#### Task details
Count the lines in the records below that contain the string "light", matching case exactly, and give only the number.

Rows from a dataset
****************

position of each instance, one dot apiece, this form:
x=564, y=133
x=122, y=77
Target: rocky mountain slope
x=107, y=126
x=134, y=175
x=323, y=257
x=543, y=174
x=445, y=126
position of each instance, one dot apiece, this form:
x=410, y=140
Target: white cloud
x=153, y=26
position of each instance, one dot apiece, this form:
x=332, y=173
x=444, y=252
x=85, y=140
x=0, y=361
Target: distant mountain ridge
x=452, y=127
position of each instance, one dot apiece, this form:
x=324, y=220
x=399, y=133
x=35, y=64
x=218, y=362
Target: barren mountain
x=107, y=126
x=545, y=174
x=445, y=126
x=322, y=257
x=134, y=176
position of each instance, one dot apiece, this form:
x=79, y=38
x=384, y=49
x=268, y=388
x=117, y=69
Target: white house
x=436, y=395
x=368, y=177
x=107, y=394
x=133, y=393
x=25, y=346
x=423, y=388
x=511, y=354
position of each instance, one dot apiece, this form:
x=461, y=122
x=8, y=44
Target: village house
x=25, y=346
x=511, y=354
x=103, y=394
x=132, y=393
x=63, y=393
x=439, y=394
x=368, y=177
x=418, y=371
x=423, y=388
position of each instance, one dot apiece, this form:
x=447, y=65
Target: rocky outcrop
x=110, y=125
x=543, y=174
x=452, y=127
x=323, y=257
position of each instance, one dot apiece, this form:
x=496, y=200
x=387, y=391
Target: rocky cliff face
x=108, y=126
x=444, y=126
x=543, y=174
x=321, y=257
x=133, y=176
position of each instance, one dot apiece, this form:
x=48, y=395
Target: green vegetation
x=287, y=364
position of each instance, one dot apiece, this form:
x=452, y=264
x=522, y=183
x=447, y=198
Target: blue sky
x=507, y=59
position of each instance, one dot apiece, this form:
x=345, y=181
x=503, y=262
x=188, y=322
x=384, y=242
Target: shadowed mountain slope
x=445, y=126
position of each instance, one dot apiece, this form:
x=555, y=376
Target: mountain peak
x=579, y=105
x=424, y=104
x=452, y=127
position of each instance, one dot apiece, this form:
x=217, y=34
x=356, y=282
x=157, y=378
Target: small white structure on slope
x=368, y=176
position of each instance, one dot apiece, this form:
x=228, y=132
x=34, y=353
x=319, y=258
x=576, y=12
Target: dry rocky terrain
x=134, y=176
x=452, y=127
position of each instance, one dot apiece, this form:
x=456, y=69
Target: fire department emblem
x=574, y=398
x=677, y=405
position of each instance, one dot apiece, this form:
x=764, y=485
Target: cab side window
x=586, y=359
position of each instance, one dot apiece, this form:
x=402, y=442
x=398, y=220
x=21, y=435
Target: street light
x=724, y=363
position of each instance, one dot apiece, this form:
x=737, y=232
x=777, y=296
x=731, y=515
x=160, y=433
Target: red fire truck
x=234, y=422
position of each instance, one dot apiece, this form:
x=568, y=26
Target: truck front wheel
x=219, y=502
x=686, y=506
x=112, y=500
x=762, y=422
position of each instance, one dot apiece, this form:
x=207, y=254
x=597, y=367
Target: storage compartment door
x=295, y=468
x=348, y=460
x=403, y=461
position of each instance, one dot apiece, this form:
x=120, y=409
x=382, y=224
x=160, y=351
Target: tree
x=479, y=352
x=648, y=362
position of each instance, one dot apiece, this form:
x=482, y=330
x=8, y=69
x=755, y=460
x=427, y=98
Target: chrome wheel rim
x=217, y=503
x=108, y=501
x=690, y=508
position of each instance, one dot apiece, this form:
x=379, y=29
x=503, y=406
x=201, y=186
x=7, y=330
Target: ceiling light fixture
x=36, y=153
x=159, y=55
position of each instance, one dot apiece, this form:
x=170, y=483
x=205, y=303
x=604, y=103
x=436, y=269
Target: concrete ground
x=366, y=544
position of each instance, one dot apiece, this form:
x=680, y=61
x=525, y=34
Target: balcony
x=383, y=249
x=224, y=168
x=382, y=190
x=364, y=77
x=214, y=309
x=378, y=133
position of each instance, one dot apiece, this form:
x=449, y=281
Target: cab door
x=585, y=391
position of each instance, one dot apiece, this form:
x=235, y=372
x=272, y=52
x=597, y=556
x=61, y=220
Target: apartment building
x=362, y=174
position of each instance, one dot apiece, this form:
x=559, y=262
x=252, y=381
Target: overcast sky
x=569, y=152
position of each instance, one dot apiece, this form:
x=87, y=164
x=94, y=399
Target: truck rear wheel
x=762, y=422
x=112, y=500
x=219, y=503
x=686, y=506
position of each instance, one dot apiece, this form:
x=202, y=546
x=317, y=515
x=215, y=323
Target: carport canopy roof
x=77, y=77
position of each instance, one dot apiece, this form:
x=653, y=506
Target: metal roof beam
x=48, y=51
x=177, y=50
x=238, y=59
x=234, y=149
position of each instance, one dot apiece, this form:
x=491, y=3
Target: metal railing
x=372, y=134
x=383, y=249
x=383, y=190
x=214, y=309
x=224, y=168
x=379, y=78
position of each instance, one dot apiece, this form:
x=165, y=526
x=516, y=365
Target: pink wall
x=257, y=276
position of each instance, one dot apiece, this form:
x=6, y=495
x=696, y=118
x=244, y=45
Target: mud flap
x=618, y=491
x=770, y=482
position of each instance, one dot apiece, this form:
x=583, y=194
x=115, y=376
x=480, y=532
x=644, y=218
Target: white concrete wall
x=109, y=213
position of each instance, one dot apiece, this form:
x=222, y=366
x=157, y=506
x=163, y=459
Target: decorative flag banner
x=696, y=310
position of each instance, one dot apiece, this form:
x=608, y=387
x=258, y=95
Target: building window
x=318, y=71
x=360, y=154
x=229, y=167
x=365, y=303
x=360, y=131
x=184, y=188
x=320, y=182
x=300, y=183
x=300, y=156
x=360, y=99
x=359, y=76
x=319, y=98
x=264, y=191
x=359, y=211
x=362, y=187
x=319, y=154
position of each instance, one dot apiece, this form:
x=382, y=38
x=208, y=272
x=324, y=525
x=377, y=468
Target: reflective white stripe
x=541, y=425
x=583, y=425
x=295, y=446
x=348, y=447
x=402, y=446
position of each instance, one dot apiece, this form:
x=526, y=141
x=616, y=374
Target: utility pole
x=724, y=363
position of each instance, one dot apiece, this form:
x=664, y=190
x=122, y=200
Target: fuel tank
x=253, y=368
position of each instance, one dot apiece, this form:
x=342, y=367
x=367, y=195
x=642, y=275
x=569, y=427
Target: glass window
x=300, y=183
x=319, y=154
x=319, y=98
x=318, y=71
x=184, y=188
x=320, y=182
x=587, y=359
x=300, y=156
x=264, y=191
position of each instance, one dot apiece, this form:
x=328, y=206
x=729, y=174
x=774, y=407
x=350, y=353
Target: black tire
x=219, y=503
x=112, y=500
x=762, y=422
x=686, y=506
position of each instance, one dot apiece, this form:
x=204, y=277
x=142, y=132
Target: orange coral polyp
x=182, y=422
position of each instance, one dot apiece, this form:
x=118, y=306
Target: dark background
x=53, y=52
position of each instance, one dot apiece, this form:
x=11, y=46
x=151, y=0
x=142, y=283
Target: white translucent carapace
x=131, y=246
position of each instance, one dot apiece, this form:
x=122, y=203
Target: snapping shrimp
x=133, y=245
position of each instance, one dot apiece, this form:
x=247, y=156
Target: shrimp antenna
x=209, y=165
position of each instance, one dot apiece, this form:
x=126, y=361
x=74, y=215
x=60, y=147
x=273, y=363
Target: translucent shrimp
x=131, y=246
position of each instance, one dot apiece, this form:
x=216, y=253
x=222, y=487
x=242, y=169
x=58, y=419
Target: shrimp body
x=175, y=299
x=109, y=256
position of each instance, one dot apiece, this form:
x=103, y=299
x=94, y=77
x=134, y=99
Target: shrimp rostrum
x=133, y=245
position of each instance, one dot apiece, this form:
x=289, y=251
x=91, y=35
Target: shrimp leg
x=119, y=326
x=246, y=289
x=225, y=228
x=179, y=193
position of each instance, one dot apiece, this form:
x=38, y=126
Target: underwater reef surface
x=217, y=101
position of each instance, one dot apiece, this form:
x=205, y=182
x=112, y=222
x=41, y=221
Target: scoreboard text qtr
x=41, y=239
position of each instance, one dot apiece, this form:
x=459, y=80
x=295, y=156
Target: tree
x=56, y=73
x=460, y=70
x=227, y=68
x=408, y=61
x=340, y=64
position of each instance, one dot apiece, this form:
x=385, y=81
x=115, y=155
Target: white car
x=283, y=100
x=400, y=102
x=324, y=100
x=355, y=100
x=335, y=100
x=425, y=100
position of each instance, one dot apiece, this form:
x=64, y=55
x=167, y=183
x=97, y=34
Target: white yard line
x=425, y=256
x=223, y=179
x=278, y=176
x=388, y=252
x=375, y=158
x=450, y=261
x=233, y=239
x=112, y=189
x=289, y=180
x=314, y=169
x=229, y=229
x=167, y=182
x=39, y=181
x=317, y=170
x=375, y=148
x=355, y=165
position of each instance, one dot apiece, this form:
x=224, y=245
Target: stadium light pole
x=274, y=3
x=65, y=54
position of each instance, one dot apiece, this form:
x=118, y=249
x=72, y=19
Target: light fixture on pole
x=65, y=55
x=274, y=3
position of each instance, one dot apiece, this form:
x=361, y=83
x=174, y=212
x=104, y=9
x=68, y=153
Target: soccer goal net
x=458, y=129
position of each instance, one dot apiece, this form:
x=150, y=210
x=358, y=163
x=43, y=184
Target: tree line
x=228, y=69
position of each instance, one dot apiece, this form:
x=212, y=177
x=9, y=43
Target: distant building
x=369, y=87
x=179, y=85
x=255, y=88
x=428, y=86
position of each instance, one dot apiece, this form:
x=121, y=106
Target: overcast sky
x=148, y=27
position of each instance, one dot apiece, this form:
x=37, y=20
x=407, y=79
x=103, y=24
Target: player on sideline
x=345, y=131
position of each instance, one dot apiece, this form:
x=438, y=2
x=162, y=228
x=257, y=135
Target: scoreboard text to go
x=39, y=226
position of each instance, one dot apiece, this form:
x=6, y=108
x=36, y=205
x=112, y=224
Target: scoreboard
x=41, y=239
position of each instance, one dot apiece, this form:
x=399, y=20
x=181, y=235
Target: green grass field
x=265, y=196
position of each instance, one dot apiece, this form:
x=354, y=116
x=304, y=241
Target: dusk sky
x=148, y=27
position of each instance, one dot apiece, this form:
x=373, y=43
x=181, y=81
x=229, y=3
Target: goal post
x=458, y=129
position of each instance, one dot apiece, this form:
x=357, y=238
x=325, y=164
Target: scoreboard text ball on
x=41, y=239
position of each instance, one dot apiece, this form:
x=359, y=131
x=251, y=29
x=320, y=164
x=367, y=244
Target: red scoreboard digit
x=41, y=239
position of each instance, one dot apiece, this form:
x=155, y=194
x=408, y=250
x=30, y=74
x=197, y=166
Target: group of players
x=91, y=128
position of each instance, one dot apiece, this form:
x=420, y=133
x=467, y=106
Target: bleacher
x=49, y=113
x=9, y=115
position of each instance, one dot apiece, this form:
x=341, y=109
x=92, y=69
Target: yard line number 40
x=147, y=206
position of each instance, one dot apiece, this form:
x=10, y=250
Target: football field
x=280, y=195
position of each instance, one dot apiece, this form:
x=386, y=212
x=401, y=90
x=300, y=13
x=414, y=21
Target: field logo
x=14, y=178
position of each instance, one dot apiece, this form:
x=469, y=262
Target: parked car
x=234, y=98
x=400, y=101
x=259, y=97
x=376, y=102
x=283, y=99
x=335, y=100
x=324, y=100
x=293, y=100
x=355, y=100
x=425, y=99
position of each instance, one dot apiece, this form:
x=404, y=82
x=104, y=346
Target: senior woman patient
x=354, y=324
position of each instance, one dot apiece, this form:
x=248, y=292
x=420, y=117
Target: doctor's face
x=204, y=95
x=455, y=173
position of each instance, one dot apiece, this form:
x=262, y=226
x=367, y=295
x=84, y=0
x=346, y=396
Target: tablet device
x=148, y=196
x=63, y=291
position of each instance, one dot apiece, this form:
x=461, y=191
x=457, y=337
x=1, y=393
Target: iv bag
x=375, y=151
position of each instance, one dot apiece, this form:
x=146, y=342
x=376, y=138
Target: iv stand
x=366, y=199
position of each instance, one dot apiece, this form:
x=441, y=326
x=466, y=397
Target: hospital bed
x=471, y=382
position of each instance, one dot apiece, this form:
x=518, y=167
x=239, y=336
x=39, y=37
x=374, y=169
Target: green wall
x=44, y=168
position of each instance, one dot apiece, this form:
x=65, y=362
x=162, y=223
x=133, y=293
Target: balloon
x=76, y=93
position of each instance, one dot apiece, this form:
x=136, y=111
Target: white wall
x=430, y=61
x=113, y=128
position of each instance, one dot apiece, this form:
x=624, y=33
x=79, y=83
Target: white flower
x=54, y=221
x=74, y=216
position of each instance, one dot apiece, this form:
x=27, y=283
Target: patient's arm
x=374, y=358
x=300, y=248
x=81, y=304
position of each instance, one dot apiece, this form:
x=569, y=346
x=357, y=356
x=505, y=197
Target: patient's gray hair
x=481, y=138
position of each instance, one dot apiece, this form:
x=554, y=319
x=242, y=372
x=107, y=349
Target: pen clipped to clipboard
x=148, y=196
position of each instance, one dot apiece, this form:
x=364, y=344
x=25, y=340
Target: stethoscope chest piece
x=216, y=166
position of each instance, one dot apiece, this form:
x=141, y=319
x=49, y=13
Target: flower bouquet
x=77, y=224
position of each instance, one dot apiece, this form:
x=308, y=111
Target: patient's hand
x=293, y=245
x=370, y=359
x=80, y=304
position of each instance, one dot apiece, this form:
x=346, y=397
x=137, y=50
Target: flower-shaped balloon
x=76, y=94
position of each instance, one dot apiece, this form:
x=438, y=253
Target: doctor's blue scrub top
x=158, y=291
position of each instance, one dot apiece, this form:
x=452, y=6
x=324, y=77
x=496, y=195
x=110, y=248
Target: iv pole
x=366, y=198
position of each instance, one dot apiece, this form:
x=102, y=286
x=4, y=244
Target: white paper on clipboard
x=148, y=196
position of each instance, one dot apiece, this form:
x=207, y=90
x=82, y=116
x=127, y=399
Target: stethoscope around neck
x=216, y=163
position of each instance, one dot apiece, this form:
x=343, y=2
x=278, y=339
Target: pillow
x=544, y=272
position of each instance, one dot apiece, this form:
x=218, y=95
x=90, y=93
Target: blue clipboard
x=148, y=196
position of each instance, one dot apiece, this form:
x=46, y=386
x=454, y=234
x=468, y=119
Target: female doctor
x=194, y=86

****************

#### Correct answer
4